— start Records to use —

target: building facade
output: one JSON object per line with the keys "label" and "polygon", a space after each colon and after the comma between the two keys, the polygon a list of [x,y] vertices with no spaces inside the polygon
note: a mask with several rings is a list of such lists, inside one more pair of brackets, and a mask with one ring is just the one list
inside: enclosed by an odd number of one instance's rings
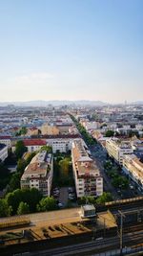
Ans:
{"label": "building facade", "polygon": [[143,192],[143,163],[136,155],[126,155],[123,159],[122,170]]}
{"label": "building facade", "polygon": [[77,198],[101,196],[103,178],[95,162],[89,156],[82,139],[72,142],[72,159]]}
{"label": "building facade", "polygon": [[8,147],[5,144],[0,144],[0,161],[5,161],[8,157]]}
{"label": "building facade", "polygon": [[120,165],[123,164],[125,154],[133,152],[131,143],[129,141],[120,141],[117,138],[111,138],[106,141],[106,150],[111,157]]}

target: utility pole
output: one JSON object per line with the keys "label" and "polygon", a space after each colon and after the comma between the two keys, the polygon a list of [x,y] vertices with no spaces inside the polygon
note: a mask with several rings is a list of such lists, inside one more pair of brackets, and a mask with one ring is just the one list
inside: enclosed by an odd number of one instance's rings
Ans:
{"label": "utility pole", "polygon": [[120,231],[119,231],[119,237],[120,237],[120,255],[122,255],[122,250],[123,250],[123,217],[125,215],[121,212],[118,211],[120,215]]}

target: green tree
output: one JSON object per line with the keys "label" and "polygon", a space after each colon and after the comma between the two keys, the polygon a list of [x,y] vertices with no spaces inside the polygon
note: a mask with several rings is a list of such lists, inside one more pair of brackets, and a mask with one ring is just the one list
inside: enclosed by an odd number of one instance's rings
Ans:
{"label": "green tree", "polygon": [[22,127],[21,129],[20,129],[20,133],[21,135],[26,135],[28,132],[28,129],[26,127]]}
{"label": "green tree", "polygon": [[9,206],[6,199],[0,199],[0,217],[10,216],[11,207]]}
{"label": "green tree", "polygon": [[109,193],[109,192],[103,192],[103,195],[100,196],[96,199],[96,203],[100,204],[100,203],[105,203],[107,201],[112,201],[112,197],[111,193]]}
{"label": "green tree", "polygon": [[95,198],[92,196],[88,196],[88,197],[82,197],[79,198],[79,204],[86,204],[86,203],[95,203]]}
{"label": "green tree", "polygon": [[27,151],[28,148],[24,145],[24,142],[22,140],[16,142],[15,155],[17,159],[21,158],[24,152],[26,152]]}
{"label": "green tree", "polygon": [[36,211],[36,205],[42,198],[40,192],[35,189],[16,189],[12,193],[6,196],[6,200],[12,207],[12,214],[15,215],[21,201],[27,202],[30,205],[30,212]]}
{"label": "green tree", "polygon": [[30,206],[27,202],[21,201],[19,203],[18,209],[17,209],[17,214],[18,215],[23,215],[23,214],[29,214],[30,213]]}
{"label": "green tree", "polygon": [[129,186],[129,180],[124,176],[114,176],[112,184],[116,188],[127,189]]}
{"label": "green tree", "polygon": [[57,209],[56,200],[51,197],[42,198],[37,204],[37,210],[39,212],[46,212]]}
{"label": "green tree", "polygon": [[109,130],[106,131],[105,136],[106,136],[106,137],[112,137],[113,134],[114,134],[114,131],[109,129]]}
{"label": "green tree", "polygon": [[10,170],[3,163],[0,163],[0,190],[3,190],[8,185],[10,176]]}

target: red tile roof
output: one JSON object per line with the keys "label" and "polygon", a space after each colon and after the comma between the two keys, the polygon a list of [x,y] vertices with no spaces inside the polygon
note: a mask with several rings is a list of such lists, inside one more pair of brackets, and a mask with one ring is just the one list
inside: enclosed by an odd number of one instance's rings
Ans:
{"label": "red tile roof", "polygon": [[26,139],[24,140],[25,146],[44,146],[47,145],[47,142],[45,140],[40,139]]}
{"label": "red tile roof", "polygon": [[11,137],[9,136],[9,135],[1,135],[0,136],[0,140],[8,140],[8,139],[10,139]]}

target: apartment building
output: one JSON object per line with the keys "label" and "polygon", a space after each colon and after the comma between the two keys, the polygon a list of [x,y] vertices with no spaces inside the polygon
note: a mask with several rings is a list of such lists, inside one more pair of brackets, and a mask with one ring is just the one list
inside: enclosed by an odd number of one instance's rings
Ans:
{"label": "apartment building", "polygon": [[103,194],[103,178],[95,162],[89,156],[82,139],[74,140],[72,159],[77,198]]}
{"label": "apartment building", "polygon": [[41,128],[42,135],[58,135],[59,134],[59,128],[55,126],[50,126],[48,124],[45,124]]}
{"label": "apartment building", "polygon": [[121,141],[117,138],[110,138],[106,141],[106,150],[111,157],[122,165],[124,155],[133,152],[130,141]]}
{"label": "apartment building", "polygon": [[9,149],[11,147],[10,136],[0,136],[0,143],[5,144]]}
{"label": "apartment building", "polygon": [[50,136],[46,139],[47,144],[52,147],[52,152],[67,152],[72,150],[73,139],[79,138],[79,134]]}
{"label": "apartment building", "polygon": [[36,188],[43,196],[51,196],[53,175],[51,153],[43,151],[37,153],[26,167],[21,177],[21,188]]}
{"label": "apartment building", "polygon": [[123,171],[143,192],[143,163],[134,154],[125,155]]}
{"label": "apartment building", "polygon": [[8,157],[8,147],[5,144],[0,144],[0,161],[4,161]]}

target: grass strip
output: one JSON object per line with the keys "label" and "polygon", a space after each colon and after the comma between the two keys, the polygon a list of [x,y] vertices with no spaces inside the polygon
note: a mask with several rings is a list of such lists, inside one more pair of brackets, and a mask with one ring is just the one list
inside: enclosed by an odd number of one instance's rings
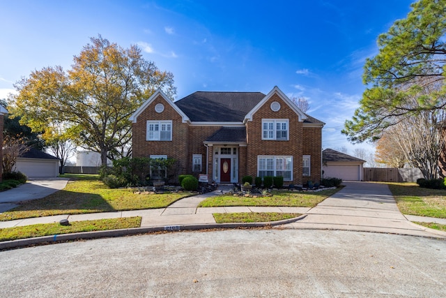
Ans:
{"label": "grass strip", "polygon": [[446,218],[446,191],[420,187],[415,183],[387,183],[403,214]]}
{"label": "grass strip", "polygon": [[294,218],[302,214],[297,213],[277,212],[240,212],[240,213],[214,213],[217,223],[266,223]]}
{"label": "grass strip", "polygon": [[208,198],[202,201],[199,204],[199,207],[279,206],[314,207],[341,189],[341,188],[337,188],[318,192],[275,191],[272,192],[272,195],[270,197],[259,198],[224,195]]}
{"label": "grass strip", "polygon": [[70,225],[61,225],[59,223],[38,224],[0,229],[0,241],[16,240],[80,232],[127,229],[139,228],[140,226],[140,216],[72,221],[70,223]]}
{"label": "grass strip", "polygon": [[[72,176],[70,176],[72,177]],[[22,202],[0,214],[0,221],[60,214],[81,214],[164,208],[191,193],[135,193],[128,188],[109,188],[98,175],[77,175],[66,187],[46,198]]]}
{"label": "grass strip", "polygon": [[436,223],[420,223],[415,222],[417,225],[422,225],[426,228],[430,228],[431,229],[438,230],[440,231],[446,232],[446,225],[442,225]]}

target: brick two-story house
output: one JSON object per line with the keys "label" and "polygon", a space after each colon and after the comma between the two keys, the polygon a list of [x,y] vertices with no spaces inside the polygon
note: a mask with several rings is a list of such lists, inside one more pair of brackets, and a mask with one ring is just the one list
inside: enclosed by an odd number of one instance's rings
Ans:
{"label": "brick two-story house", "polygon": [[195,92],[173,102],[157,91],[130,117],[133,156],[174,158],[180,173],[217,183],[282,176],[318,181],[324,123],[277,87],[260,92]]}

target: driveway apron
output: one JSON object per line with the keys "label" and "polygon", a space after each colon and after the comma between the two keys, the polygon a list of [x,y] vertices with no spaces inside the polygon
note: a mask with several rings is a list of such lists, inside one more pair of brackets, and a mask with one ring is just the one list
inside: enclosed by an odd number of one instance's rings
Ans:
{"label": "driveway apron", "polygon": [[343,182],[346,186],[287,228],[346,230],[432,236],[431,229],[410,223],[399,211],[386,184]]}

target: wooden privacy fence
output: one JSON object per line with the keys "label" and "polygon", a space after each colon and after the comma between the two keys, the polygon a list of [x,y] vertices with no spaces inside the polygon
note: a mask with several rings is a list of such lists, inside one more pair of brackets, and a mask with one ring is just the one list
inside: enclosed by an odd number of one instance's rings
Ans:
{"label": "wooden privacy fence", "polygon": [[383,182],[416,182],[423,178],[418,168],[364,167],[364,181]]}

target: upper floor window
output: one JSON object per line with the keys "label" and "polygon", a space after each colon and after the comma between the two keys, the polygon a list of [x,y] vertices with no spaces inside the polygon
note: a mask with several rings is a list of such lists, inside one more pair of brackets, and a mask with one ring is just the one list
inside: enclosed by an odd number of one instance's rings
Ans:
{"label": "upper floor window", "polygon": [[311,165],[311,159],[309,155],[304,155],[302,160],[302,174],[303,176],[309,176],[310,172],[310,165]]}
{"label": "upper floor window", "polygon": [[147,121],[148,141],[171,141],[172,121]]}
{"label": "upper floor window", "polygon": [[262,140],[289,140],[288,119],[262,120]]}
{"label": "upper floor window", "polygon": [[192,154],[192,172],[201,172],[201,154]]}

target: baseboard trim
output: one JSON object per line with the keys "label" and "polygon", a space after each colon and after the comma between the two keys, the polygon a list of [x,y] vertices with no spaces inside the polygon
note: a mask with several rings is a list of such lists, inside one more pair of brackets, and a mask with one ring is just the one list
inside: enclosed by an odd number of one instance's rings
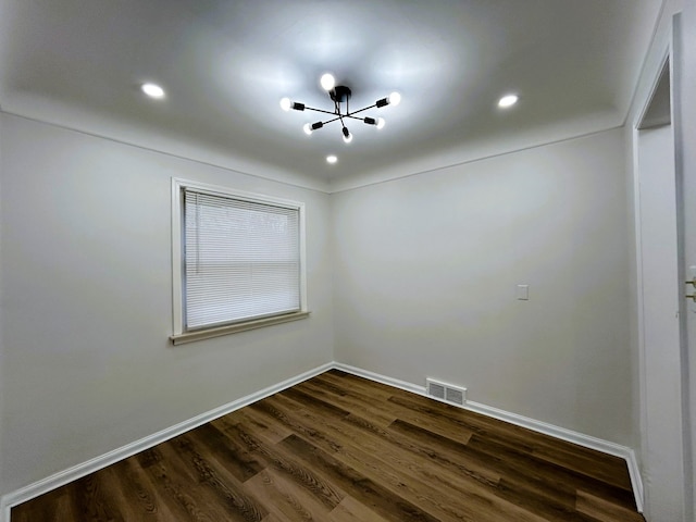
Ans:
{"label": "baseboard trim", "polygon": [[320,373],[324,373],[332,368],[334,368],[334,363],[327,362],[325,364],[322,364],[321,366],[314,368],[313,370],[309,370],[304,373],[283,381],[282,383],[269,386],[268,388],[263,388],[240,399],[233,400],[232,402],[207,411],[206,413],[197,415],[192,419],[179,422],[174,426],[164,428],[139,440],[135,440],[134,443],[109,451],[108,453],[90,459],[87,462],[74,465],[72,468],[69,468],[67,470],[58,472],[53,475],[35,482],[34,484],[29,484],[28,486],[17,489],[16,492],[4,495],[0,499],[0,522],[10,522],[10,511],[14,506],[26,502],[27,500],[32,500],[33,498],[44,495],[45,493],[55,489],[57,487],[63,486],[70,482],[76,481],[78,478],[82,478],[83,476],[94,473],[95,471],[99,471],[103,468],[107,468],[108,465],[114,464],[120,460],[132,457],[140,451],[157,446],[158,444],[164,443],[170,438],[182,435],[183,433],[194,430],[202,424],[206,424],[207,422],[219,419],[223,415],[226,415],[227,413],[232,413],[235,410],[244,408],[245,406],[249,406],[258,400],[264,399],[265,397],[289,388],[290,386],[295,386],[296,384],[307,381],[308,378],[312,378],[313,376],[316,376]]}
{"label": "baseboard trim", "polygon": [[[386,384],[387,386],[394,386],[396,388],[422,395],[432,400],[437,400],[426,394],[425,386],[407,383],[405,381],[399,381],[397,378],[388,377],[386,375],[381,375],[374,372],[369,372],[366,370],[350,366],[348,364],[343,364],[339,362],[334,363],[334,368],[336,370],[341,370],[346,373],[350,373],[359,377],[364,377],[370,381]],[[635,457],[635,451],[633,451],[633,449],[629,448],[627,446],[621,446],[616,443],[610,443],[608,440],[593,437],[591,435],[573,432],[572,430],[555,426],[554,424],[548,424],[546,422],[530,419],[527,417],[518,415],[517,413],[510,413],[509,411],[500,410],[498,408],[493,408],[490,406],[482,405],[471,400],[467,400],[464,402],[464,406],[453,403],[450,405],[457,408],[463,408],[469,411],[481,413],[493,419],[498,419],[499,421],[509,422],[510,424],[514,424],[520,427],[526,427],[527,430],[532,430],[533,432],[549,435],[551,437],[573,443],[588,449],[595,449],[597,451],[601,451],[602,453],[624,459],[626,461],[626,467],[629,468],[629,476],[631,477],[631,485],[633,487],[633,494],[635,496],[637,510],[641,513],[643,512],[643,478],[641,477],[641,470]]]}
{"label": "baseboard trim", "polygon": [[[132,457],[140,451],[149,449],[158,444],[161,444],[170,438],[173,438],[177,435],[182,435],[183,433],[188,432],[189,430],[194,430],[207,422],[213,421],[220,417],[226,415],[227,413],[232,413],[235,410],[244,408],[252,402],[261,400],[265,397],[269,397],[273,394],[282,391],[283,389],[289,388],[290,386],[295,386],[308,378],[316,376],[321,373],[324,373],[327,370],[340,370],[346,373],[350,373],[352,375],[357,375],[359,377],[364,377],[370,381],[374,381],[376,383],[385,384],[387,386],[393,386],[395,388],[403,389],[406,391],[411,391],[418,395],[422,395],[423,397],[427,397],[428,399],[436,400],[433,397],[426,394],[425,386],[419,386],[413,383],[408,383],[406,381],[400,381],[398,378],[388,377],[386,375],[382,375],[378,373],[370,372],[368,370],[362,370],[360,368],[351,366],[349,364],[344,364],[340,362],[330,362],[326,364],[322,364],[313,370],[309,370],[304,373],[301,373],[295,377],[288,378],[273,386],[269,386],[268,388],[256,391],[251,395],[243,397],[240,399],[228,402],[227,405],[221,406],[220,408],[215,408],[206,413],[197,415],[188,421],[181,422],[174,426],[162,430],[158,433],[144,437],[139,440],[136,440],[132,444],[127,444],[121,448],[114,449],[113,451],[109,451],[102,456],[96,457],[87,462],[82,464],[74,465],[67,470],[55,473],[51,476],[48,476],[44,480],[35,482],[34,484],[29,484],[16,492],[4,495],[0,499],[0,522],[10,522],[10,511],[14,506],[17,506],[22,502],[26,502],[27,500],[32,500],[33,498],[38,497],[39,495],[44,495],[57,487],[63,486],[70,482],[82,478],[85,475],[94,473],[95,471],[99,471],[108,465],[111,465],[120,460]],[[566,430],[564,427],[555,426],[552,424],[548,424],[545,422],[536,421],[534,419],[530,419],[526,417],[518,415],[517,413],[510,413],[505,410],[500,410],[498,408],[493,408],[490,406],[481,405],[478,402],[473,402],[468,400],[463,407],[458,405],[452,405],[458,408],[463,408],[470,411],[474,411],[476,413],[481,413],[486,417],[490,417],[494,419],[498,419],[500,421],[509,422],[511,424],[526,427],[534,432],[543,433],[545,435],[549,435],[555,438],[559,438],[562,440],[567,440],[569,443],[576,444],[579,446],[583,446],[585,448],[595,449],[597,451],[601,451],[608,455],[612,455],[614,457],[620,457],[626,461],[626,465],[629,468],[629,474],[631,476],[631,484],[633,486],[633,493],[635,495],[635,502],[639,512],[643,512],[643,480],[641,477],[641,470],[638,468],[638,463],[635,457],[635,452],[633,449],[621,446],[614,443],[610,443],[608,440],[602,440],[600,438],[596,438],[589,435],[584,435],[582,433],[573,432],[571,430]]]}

— end Records to use —

[Exercise goal]
Pick out and copy each line of the material that contains the string "target". Case counts.

[Output below]
target: building facade
target: utility pole
target: green tree
target: red tile roof
target: apartment building
target: grass strip
target: brick two-story house
target: driveway apron
target: wooden privacy fence
target: upper floor window
target: baseboard trim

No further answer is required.